Excerpt provided:
◇ ◇ ◇ ◇ ◇
The American Indian Higher Education Consortium (AIHEC) was established in 1972 to represent the interests of the newly developed tribal colleges, which are controlled and operated by American Indian nations. The four founders were Gerald One Feather of the Oglala Sioux Community College, David Reisling of D-Q University, Pat Locke of the Western Interstate Commission for Higher Education (WICHE), and Helen Schierbeck of the United States Office of Education (USOE). They organized the initial meeting and brought together all who wanted to form such a national organization. . One of the most significant achievements of AIHEC was to work with the United States Congress to authorize in 1994 land-grant status to 29 tribal colleges, achieved in October 1994 under the Elementary and Secondary Education Reauthorization Act.

As a result, AIHEC is eligible to have a representative participate in the National Association of State Universities and Land-Grant Colleges' Council of Presidents. With administrative headquarters in Alexandria, Virginia.  AIHEC's membership consists of 36 tribal colleges and universities (TCUs) in the United States and one in Canada, whose first tribal college achieved independent status in 1995. The presidents jointly govern AIHEC from the member institutions. The organization offers technical assistance to its member colleges and develops institutions, and leads efforts to promote the Tribal College Movement.
◇ ◇ ◇ ◇ ◇
Entries:
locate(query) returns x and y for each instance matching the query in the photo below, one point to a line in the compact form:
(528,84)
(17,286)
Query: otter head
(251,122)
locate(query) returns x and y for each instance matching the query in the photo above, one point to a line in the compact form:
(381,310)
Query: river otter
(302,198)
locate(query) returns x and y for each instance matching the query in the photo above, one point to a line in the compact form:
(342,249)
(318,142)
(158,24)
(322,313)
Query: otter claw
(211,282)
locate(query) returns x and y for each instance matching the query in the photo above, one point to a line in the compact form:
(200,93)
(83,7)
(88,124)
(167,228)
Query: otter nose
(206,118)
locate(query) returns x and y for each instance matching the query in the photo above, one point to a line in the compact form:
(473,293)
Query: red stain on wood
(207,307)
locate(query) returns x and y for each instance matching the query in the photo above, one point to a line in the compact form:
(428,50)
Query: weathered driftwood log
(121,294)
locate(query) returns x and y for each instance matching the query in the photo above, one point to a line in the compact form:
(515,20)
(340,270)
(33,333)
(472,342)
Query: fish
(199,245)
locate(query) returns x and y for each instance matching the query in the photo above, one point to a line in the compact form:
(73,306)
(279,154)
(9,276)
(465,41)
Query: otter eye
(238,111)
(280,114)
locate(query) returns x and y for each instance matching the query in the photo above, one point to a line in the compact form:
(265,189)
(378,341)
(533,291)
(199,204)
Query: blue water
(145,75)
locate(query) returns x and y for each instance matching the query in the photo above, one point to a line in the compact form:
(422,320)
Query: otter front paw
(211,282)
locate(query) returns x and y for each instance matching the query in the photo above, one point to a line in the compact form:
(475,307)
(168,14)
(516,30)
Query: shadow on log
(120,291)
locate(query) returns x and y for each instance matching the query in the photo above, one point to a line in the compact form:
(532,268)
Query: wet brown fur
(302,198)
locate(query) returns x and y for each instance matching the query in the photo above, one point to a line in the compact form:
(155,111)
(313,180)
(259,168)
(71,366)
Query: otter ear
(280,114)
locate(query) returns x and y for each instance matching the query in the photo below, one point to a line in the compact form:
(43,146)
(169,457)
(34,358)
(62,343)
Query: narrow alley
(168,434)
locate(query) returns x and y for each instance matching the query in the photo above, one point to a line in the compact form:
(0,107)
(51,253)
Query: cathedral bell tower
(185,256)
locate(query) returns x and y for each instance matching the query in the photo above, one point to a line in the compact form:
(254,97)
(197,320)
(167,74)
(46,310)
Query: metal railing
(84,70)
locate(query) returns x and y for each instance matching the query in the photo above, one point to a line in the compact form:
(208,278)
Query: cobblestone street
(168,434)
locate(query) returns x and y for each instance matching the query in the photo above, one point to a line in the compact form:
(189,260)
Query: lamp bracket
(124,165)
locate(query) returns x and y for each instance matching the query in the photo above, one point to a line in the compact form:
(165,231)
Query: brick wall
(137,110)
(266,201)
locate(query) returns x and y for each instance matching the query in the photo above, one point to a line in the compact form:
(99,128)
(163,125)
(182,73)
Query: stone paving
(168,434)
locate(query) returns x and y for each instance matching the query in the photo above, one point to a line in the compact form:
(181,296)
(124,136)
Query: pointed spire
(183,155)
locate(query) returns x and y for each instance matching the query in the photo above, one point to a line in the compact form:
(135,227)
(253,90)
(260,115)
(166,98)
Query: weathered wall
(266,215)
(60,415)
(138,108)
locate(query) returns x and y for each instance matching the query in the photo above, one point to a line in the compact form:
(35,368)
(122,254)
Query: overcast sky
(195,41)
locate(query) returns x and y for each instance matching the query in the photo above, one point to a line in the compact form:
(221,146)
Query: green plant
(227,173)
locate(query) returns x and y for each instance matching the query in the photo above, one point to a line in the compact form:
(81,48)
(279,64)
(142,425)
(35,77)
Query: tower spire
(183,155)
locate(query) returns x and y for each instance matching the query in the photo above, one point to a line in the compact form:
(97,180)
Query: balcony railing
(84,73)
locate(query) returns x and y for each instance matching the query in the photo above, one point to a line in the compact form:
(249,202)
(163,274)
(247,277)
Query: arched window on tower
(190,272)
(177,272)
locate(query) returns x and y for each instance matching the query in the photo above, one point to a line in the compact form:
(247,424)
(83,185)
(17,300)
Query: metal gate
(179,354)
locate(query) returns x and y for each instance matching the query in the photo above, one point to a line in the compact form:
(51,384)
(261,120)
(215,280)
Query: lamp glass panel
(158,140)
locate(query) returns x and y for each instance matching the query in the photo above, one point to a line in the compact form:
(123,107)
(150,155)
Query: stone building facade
◇ ◇ ◇ ◇ ◇
Required task A: From the passage about the American Indian Higher Education Consortium, duplicate verbatim the part that opens with the words containing "As a result, AIHEC" and closes with "Tribal College Movement.".
Required task B: Extend the passage about the American Indian Higher Education Consortium with the next part, beginning after its final sentence.

Output A:
As a result, AIHEC is eligible to have a representative participate in the National Association of State Universities and Land-Grant Colleges' Council of Presidents. With administrative headquarters in Alexandria, Virginia.  AIHEC's membership consists of 36 tribal colleges and universities (TCUs) in the United States and one in Canada, whose first tribal college achieved independent status in 1995. The presidents jointly govern AIHEC from the member institutions. The organization offers technical assistance to its member colleges and develops institutions, and leads efforts to promote the Tribal College Movement.

Output B:
In 1989, AIHEC established the American Indian College Fund (AICF) to raise scholarship funds for American Indian students at qualified tribal colleges and universities.

Mission statement
The American Indian Higher Education Consortium (AIHEC), since 1972, has been the collective spirit and voice of our nation’s Tribal Colleges and Universities, advocating on behalf of individual institutions of higher education that are defined and controlled by their respective tribal nations.  AIHEC’s mission is to nurture, advocate, and protect American Indian history, culture, art, and language, and the legal and human rights of American Indian people to their sense of identity and heritage through:

 assisting Tribal Colleges and Universities (TCUs) in maintaining standards of high-quality education, developing an accrediting body for American Indian-serving post-secondary institutions, and reaching out to other national education organizations;
 promoting and advocating for the development of new TCUs;
 promoting policy, legislation, and regulations at the national level to strengthen American Indian higher education and advocating for TCUs in Congress and with the federal government;
 providing technical assistance to member institutions;
 promoting public and private opportunities for TCUs in areas critical to success in the 21st century, including science and information technology, agriculture and natural resources use, pre-kindergarten through grade-12 linkages, international outreach, and leadership development.

Strategic goals
 Sustainability: sustain Tribal Colleges and Universities and the Tribal College Movement.
 Performance accountability: provide technical assistance, standards, and processes necessary for TCUs to be accountable to premier higher education centers within their communities. 
 Student engagement: improve the capacity of TCUs to provide high-quality, culturally relevant, and integrated higher education.   
 Strengthening communities: assist TCUs in improving their capacity to serve their students, individuals, families, and extended families.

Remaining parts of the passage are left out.